*** EXERCISE MATERIAL

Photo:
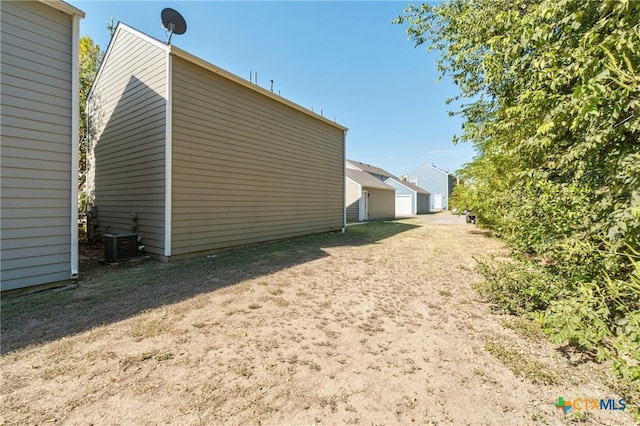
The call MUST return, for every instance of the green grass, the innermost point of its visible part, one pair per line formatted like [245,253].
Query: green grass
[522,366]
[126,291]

******
*** EXERCISE MATERIAL

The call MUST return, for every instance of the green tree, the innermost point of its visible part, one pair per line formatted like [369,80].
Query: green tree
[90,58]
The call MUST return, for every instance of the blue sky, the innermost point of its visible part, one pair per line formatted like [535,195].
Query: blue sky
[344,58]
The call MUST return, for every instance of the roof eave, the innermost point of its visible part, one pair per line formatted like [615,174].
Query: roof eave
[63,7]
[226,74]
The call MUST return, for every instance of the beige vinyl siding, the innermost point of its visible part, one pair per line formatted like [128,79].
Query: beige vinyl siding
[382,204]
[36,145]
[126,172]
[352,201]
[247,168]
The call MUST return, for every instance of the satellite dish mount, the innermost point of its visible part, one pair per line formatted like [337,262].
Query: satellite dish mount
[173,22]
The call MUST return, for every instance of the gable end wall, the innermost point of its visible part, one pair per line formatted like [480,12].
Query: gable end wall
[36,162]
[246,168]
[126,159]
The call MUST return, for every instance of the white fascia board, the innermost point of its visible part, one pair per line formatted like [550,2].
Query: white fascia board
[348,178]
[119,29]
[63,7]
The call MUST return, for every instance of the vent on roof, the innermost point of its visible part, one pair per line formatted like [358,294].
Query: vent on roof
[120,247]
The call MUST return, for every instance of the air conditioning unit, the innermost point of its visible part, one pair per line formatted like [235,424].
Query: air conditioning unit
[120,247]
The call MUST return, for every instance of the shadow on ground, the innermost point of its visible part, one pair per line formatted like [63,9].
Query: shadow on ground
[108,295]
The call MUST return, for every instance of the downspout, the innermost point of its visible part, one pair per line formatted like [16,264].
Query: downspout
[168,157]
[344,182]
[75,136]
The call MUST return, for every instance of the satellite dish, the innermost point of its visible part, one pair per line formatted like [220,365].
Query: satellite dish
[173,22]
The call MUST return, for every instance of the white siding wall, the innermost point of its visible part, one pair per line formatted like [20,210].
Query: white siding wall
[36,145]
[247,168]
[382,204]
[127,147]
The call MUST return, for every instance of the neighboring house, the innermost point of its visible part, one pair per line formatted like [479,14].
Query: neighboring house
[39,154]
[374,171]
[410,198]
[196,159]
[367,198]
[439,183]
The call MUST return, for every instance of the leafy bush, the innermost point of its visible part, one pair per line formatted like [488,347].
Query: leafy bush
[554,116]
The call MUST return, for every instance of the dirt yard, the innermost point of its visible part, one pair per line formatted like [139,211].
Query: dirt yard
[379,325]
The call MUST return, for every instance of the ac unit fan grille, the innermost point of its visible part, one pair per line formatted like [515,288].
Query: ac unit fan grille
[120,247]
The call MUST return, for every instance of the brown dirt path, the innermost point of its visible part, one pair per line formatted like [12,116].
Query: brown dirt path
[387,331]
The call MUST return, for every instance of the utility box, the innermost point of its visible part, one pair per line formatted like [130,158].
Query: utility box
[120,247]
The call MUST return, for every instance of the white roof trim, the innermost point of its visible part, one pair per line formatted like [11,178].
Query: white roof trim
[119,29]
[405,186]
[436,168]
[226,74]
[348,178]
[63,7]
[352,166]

******

The required output is the stretch of entries above from the line containing "formatted like [337,262]." through the line containing "The call MUST return, for every instance of the white siding", reproduced exactly.

The call MUST return, for every instance of the satellite dish mount, the innermost point of its visible part, one pair per line formatted like [337,262].
Query: satellite dish mount
[173,22]
The call MUST return, for every instance of the gable end wall, the innermost point of its visible part, one pair per line formatted like [480,12].
Query: gable end wall
[36,162]
[246,168]
[126,159]
The call MUST return, for every instance of the white fascia board, the innermost point of its visible part, one pair per line formatted like [550,2].
Query: white fascia board
[348,178]
[119,29]
[63,7]
The call MUST return, for every instance of the vent on roof, the innermost point of its visible part, one pair per line formatted like [358,294].
Query: vent on roof
[120,247]
The call MUST return, for every instance of the air conditioning unit, the innermost point of its visible part, one pair per line formatted like [235,424].
Query: air conditioning unit
[120,247]
The call MUST return, for every instance of the shadow on ground, the innermost point of its visible part, one pair per line formatted like [63,9].
Query: shadow on ground
[108,295]
The call MUST return, for every instance of the downspout, the innermost point of its visible part, one pair per line formatted like [16,264].
Query: downspout
[168,157]
[344,182]
[75,136]
The call MUST return, for every instance of the satellite dish, the innermost point of its visible part, one pair per line formatted like [220,365].
Query: satellite dish
[173,22]
The call MUST return, for every instance of the white siding wall, the innermost point of its visible part, one pair per line formatted like [20,210].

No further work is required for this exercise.